» Assignment 1
List the effector proteins that the text on RAS proteins gives as examples of those RAS interacts with in the GTP-bound state.
» Assignment 2
Please rewrite the paragraph of the text on RAS proteins that begins "RAS proteins, which act as binary molecular switches" as a short bulleted list that keeps its main facts.
» Assignment 3
Decide whether each statement agrees with the text on RAS proteins, answering yes or no and quoting the deciding words: (a) RAS proteins are implicated in about half of all cancer cases. (b) The SHOC2-MRAS-PP1C investigation showed a role for MRAS in RAF activation. (c) RAS proteins interact with effector proteins when in the GDP-bound state.

RAS proteins, which act as binary molecular switches, are implicated in approximately 20% of all cancer cases and are known to play a critical role in the initiation and progression of some of the deadliest cancers, such as lung, colon, and pancreatic cancers. When RAS proteins are in the GTP-bound state, they interact with various effector proteins, such as RAF Kinase, PI 3-Kinase, and RalGDS, leading to the activation of multiple signaling pathways in the cell. Our recent structural studies, including investigations into the KRAS-SIN1 (RBD-PH domain), KRAS-RAF1 (RBD-CRD), and SHOC2-MRAS-PP1C complex, have provided new insights into the vital role played by the switch-II and interswitch regions in the interaction between RAS and downstream effectors and regulators. These findings extend beyond the earlier observations that the switch-I region of RAS proteins alone plays a more significant role in RAS-effector interactions. Furthermore, research into the KRAS4a-SIN1 complex and the reported interaction between KRAS4a and hexokinase have given us a glimpse into the isoform-specific RAS-effector interaction. Finally, the investigation of the SHOC2-MRAS-PP1C complex has also revealed the crucial role played by other members of the RAS subfamily, such as MRAS, in RAF activation by canonical RAS isoforms. Collectively, these studies have shed new light on the mechanisms by which RAS interacts with downstream effectors and regulators.

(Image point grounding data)
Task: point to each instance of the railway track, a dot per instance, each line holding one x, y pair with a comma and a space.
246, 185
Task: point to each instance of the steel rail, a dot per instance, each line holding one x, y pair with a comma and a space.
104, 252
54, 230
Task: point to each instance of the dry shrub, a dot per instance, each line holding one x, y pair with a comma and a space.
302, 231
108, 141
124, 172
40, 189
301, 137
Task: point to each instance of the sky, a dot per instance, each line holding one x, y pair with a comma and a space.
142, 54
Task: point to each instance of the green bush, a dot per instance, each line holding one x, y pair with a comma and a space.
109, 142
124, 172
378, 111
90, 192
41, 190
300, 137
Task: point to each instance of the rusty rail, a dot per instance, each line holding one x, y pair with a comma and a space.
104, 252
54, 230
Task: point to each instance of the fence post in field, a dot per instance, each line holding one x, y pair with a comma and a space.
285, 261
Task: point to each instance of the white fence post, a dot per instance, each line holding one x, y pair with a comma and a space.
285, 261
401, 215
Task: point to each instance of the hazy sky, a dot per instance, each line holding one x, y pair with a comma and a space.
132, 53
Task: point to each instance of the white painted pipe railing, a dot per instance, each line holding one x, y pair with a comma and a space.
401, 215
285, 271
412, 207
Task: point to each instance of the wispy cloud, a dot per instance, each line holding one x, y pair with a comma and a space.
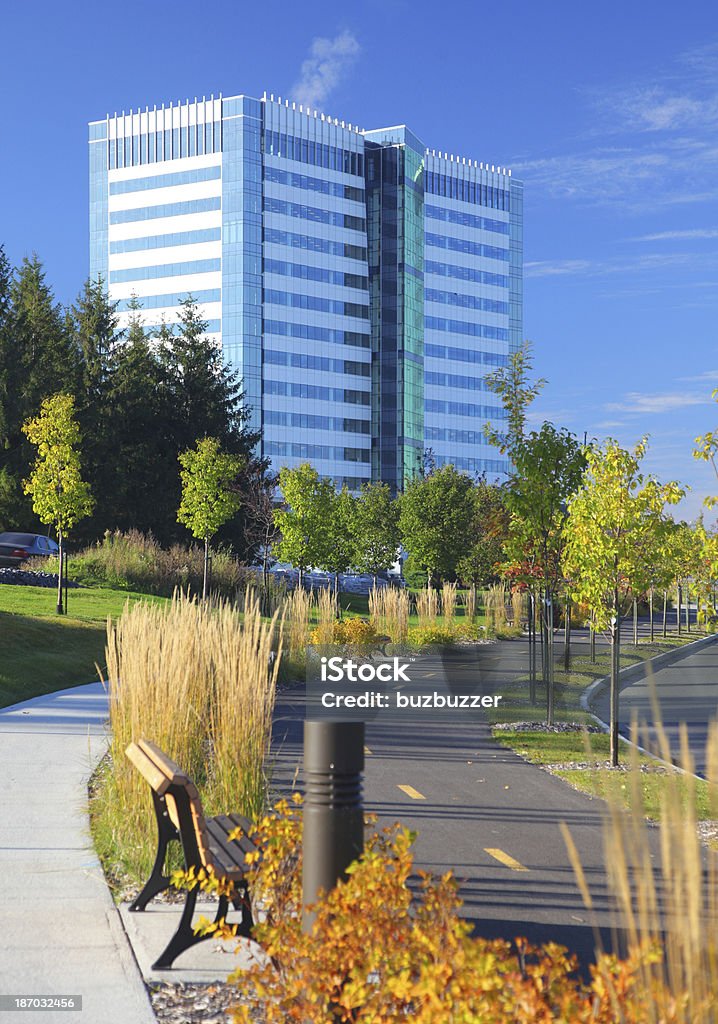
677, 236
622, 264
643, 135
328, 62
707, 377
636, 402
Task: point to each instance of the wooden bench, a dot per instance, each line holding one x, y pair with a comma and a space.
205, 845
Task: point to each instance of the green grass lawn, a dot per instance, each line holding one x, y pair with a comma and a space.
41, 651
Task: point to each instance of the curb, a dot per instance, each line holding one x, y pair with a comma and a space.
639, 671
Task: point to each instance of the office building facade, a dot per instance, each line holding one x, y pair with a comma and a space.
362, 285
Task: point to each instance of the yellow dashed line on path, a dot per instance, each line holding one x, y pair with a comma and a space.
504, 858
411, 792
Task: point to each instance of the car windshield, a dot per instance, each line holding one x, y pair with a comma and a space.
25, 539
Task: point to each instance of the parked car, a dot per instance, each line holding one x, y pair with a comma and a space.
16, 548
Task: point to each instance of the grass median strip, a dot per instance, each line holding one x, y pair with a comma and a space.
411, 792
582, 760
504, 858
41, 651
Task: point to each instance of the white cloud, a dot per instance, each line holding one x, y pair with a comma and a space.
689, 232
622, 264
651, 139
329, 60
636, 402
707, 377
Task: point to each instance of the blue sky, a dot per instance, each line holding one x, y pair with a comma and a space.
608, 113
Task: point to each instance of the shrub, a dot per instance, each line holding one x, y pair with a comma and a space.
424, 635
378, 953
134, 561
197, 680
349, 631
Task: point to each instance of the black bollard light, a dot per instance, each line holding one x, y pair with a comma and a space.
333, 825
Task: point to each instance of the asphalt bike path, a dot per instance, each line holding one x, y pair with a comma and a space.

» Task output 1
RAF Kinase, PI 3-Kinase, RalGDS

» Task output 2
- RAS proteins act as binary molecular switches, are implicated in about 20% of cancers, and are key in lung, colon, and pancreatic cancers.
- In the GTP-bound state they interact with effectors such as RAF Kinase, PI 3-Kinase, and RalGDS, activating multiple signaling pathways.
- Structural studies of KRAS-SIN1, KRAS-RAF1, and SHOC2-MRAS-PP1C show the switch-II and interswitch regions are vital in RAS interactions with effectors and regulators, beyond the earlier focus on switch-I alone.
- Work on KRAS4a-SIN1 and the KRAS4a-hexokinase interaction points to isoform-specific RAS-effector interaction.
- The SHOC2-MRAS-PP1C complex shows that RAS subfamily members such as MRAS are crucial in RAF activation by canonical RAS isoforms.

» Task output 3
(a) No: "implicated in approximately 20% of all cancer cases"
(b) Yes: "revealed the crucial role played by other members of the RAS subfamily, such as MRAS, in RAF activation by canonical RAS isoforms"
(c) No: "When RAS proteins are in the GTP-bound state, they interact with various effector proteins"